§ Extrait
=-=-=-=-=

Dans un article récent, appréciable à plusieurs égards, le philosophe Martin Steffens qualifiait de gnosticisme certains réflexes élitistes de l’Église catholique en temps de pandémie : utilisation de la technologie pour pouvoir assister à la messe, avantage implicite aux plus jeunes, aux plus rapides, etc.
À mon avis, ce versant négatif de la réaction de l’Église (le versant positif étant la responsabilité, la collaboration) serait peut-être mieux décrit comme acédie. La notion de gnose, quant à elle, est plutôt utile pour caractériser ceux qui, à l’inverse, nient la pandémie et se rangent derrière les théories conspirationnistes. Voyons pourquoi.
Le salut par le savoir
Le gnosticisme est la prétention de posséder un savoir ésotérique au sein d’un monde déchu, rempli d’ignorance. On en retrouve des adeptes depuis l’Antiquité, avec des résurgences fréquentes, notamment dans les premiers siècles chrétiens et au Moyen-Âge.
Le gnostique ne croit pas, il sait. D’où une première différence fondamentale avec le christianisme et d’autres religions. Cela dit, le savoir gnostique n’est pas issu d’une recherche ou d’un ensemble de déductions, il est avant tout une révélation. Une fois transmis, il va de soi, et se cultive lui-même.
La gnose n’est ni proprement une philosophie ni une religion ; en fait, elle se tient entre les deux sans vouloir assumer les implications de l’une et de l’autre, dont le long et difficile chemin de la connaissance de soi.
Nul besoin d’explorer très longtemps les diverses plateformes relayant les discours conspirationnistes pour y retrouver le langage de la gnose : ses adeptes sont des « éveillés », étrangers au troupeau humain qui suit aveuglément les directives d’autorités corrompues.
Le gnosticisme a toujours des tendances manichéennes : le mal n’est pas simplement l’absence ou la corruption du bien, mais une partie fondamentale de toute la réalité. Il y a alors une distance insurmontable entre les bons et les méchants. On voit le danger d’une telle position.
Le politologue allemand Eric Voegelin (1901-1985) a d’ailleurs utilisé le concept de gnose pour analyser les mouvements totalitaires modernes, soviétique et nazi (voir La nouvelle science du politique et Science, politique et gnose). Lorsque la gnose devient un désir actif de transformation du monde, elle se permet d’écarter voire d’éliminer les êtres qui incarnent le mal, qui nuisent à l’avènement de la vérité sur terre.
Or, il ne s’agit pas tant, dans ce combat entre la lumière et les ténèbres, d’un souci de faire le bien qu’un désir obsessif de ne pas être trompé.
Bref, la gnose n’est ni proprement une philosophie ni une religion ; en fait, elle se tient entre les deux sans vouloir assumer les implications de l’une et de l’autre, dont le long et difficile chemin de la connaissance de soi. C’est ce qui la rend attirante, mais aussi aliénante.
Une façon d’être dans le monde
La polémique autour du port du masque durant cette pandémie n’est que la pointe de l’iceberg. Elle est liée à l’adoption plus générale d’une posture politicoreligieuse où le monde, dénué de sens et de transcendance, nous apparait hostile.

=-=-=-=-=

§ Lignes source

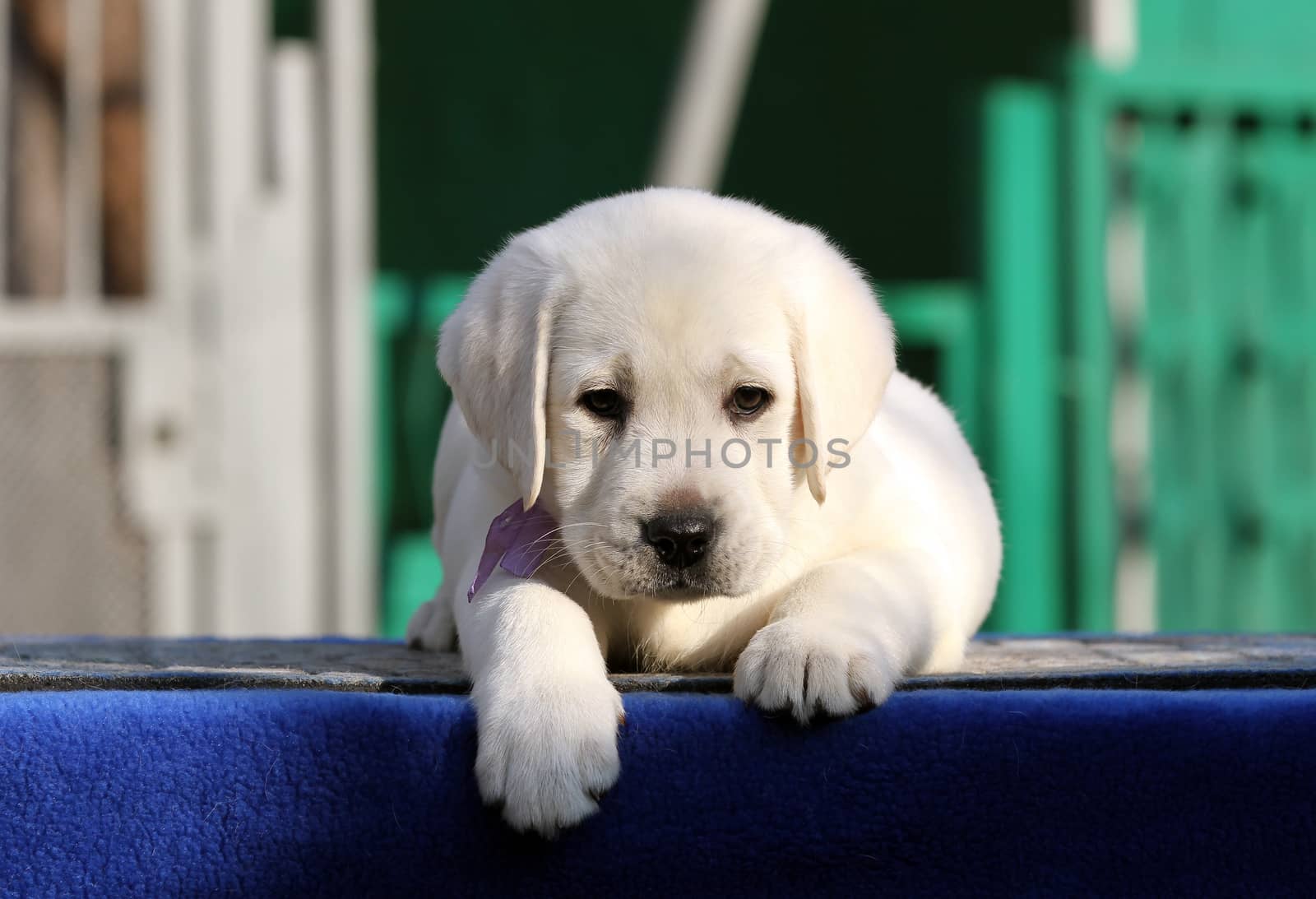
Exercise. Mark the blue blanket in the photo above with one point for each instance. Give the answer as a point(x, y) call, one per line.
point(300, 793)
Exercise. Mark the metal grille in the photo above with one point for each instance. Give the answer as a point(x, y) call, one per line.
point(72, 558)
point(183, 294)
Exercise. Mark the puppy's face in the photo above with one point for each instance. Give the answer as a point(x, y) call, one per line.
point(670, 412)
point(642, 366)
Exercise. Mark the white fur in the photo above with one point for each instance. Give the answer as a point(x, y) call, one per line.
point(826, 586)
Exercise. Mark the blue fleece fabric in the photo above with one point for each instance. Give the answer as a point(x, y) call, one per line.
point(938, 793)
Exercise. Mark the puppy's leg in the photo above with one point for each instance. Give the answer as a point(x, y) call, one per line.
point(842, 637)
point(546, 714)
point(432, 627)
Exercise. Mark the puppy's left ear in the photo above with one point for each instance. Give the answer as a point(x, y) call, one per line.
point(494, 352)
point(844, 348)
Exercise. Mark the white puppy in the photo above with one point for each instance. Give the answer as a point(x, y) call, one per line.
point(681, 381)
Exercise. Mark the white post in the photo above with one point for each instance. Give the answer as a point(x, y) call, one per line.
point(82, 191)
point(162, 432)
point(710, 89)
point(345, 36)
point(282, 359)
point(1112, 30)
point(248, 556)
point(4, 153)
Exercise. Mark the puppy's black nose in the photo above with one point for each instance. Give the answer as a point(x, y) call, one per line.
point(681, 539)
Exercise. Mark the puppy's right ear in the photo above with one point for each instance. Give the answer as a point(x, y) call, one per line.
point(494, 353)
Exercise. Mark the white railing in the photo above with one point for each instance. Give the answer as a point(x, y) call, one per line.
point(243, 381)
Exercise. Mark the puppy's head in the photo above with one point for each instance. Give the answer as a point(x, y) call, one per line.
point(644, 366)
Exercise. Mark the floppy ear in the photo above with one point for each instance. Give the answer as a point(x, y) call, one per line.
point(494, 353)
point(844, 349)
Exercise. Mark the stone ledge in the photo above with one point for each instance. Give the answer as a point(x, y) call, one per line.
point(1098, 662)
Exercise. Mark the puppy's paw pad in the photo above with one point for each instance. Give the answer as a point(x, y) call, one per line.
point(811, 669)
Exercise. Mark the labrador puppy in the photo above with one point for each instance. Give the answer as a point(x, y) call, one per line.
point(697, 401)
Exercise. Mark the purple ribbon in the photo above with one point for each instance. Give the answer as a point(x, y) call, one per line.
point(517, 540)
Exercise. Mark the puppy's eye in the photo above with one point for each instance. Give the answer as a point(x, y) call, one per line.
point(748, 401)
point(603, 403)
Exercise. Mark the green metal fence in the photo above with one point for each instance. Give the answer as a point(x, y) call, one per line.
point(1136, 362)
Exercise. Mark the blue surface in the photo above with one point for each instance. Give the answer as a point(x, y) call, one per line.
point(938, 793)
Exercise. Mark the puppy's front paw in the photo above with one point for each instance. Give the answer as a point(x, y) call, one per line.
point(548, 750)
point(432, 627)
point(813, 668)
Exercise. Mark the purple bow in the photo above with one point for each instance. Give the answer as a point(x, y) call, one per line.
point(519, 540)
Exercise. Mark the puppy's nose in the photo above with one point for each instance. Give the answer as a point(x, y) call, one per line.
point(681, 539)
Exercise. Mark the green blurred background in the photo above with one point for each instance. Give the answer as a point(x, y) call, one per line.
point(1050, 229)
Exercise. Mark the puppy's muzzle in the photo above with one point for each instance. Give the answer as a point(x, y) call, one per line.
point(681, 539)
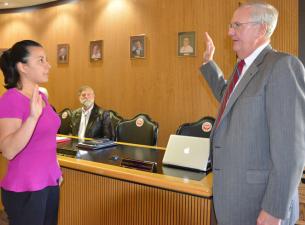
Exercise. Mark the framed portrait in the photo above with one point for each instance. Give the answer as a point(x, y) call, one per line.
point(2, 50)
point(186, 43)
point(96, 50)
point(137, 47)
point(63, 53)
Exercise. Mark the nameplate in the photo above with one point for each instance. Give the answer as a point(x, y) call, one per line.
point(147, 166)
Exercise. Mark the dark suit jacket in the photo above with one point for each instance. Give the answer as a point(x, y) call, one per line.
point(99, 124)
point(258, 146)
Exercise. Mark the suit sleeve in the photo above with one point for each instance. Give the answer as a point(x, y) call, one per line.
point(215, 78)
point(285, 109)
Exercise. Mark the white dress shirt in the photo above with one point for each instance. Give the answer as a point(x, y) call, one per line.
point(84, 121)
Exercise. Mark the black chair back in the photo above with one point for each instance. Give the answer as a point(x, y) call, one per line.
point(200, 128)
point(139, 130)
point(65, 117)
point(115, 119)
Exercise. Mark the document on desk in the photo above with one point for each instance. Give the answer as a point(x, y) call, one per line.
point(96, 144)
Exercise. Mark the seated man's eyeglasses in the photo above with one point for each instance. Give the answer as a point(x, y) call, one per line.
point(237, 25)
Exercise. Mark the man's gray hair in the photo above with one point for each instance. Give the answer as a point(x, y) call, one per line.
point(84, 87)
point(263, 13)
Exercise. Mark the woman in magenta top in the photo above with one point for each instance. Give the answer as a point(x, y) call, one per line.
point(28, 126)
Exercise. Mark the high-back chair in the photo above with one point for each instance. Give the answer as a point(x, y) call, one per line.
point(115, 119)
point(200, 128)
point(139, 130)
point(65, 117)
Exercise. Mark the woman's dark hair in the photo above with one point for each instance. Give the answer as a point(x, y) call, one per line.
point(9, 59)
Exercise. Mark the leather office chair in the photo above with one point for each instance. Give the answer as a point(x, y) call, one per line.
point(115, 119)
point(140, 130)
point(65, 117)
point(200, 128)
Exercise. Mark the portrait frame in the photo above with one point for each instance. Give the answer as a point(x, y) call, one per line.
point(62, 55)
point(2, 50)
point(186, 43)
point(138, 46)
point(96, 50)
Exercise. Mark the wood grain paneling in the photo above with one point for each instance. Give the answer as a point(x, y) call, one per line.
point(167, 87)
point(92, 199)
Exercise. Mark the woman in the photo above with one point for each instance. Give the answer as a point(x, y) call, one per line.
point(28, 126)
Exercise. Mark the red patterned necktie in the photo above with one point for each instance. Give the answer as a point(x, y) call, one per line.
point(229, 89)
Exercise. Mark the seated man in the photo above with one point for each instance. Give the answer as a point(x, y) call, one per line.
point(90, 120)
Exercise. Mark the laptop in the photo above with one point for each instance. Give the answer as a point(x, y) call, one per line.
point(188, 152)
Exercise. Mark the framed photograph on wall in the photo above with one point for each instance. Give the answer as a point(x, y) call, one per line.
point(186, 43)
point(96, 50)
point(2, 50)
point(137, 46)
point(63, 53)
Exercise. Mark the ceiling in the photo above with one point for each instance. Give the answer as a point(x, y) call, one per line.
point(22, 3)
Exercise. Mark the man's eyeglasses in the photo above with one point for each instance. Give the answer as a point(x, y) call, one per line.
point(237, 25)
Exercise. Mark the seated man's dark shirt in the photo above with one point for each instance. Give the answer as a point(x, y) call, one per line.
point(99, 124)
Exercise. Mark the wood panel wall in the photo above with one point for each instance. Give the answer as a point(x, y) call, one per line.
point(167, 87)
point(91, 199)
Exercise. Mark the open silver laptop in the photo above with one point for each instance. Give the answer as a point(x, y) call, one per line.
point(188, 152)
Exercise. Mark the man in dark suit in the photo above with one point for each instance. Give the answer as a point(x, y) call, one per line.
point(90, 120)
point(138, 50)
point(257, 143)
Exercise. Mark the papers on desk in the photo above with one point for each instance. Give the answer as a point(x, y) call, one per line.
point(60, 139)
point(96, 144)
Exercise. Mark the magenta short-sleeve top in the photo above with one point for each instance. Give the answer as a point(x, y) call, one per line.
point(34, 167)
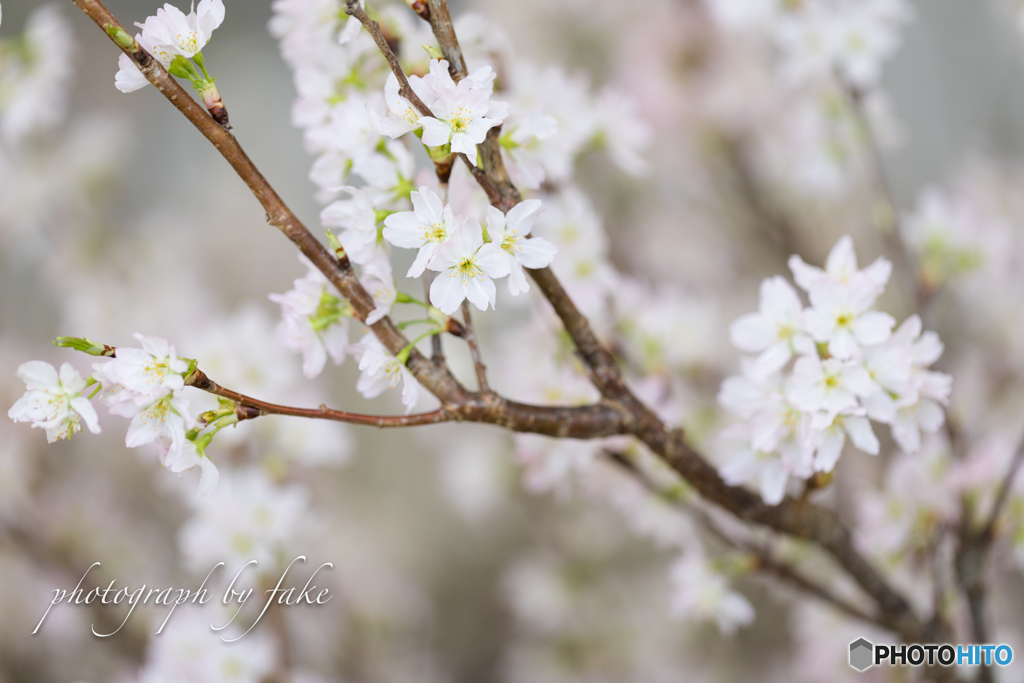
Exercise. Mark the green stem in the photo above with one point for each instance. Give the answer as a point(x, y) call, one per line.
point(201, 60)
point(403, 353)
point(406, 324)
point(404, 298)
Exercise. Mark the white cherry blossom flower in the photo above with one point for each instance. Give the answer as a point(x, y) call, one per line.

=-=-=-=-=

§ Liste des tâches
**a.** Répondez à ces questions d'après l'extrait sur la gnose :
(i) De quoi Martin Steffens qualifiait-il certains réflexes élitistes de l'Église catholique en temps de pandémie ?
(ii) Quels mouvements totalitaires modernes Eric Voegelin a-t-il analysés à l'aide du concept de gnose ?
(iii) Comment les adeptes se désignent-ils sur les plateformes qui relaient les discours conspirationnistes ?
**b.** Réécrivez les lignes des enregistrements en commençant à celle qui contient « Exercise. Mark the suit » et en terminant à celle qui contient « point(84, 121) », ces deux lignes comprises. Remplacez « suit sleeve » par « jacket sleeve » sans rien changer d'autre, et ne redonnez que ces lignes.

§ Résultats
**a.**
(i) De gnosticisme.
(ii) Les mouvements soviétique et nazi.
(iii) Ce sont des « éveillés ».

**b.**
Exercise. Mark the jacket sleeve in the photo above with one point for each instance. Give the answer as a point(x, y) call, one per line.
point(215, 78)
point(285, 109)
Exercise. Mark the white dress shirt in the photo above with one point for each instance. Give the answer as a point(x, y) call, one per line.
point(84, 121)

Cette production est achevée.